VON Talk - Recursos VoIP



FACTORS IN THE SUCCESS OF VOICE QUALITY IN CONVERGING TELEPHONY AND IP NETWORKS

Network managers can track the various technology factors that now interfere with delivering superior VoIP services

By Stefan Pracht

The Internet’s ubiquitous growth in the last 10 years has pioneered new communications mediums like email, teleconferencing and voice over Internet protocol networks (VoIP). But despite increasing universal integration, the Internet’s audio and visual transport quality remains below the benchmark set by television and the plain old telephone systems (POTS). This paper will focus on the critical aspects facing voice quality in a converged telephony and IP network, including influencing factors and network impairments that affect transmission quality, their causes, and what can be done to improve the voice connection’s quality.

Traditional telephony networks are built to provide an optimal service for time-sensitive voice applications requiring low delay and jitter. Telephone networks provide constant but low bandwidth services. However, Internet protocol (IP) networks are built to support non-real-time applications (file transfers or emails) that are characterized by bursty traffic characteristics with occasional high bandwidth demand and longer delays.

Converging telephony and IP networks demand that IP networks be enhanced with mechanisms that ensure the quality of service (QoS) required to carry VoIP. High QoS is especially important considering that traditional telephony network users are used to high voice quality standards. Providing service quality comparable with traditional telephone networks will drive the initial acceptance and success of VoIP services. Consider the following table demonstrating the primary factors that influence user perception of phone service quality.

|Service Quality |Voice Quality |

|Offered services – Calling card, 1-800/900 services, |Traditional PSTN |In addition in IP Networks |

|follow-me, voicemail, etc. |Loudness |Delay |

|Reachability of users in other countries or regions |Delay |Delay-Jitter |

|Availability – Down time, busy signals |Echo |Clarity |

|Reliability – e.g., dropped calls, wrong number |Clarity |Packet Loss |

|Price |Intelligibility |Bandwidth Availability |

| |Noise |Compression |

| |Fading | |

| |Cross Talk | |

1: User Quality Perception - the Influencing Factors

Service quality describes the features of the offered service, but not its value, which is determined by the demand of individual user groups. For example, frequent travelers might consider the value of calling cards and follow-me features higher than families with teenage children, which may consider multiple mailboxes for the same phone number a greater value.

1 Clarity

Clarity can be described as speech intelligibility, indicating how much information can be extracted from a conversation. Speech intelligibility depends on a large variety of factors, only a few of which are well understood. For example, certain frequency bands are more important for intelligibility than others: 250-800Hz is less important for speech intelligibility than 1000-1200Hz. Intelligibility also depends on speech content. Complete sentences are usually much better understood than a sequence of unrelated words due to the logical word flow in a sentence. Figure 1 below illustrates the influencing factors for clarity in a combined IP/telephony network. The figure is an example of a typical VoIP connection between a phone connected to the public switched telephone network (PSTN) and a VoIP terminal connected at an IP network.

* [RECORD LIST]:
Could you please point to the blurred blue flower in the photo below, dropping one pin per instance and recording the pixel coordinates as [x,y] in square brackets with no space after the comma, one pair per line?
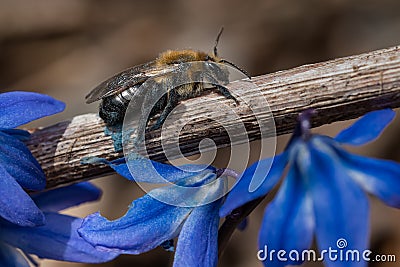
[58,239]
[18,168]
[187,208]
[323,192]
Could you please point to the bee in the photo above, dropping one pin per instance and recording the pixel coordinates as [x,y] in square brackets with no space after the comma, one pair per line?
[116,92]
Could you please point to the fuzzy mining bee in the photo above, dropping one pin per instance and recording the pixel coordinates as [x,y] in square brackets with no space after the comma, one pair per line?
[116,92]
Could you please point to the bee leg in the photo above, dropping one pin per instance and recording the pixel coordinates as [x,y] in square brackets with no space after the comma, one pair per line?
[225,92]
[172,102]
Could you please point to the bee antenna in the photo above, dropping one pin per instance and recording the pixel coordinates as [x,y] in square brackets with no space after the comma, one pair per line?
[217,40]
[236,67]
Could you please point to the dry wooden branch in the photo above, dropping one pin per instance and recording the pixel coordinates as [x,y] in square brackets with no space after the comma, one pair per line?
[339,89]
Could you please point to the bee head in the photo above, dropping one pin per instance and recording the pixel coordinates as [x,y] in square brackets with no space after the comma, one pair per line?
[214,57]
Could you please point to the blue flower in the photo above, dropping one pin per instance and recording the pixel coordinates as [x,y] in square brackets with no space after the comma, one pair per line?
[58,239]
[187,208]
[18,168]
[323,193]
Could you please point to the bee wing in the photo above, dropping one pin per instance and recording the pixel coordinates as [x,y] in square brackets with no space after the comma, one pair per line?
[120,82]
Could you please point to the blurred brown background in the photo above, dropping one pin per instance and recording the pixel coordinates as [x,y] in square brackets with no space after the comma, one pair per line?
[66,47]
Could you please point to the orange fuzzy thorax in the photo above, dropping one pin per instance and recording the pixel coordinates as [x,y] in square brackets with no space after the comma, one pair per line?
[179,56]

* [OBJECTIVE 1]: How would the sentence "Telephone networks provide constant but low bandwidth services." from the VoIP voice quality article read in Spanish?
* [OBJECTIVE 2]: Can you transcribe the part of the VoIP voice quality article that opens with the words containing "By Stefan Pracht" and closes with "voice connection’s quality."?

* [FINISHED ANSWER 1]: Las redes telefónicas ofrecen servicios de ancho de banda constante pero bajo.

* [FINISHED ANSWER 2]:
By Stefan Pracht

The Internet’s ubiquitous growth in the last 10 years has pioneered new communications mediums like email, teleconferencing and voice over Internet protocol networks (VoIP). But despite increasing universal integration, the Internet’s audio and visual transport quality remains below the benchmark set by television and the plain old telephone systems (POTS). This paper will focus on the critical aspects facing voice quality in a converged telephony and IP network, including influencing factors and network impairments that affect transmission quality, their causes, and what can be done to improve the voice connection’s quality.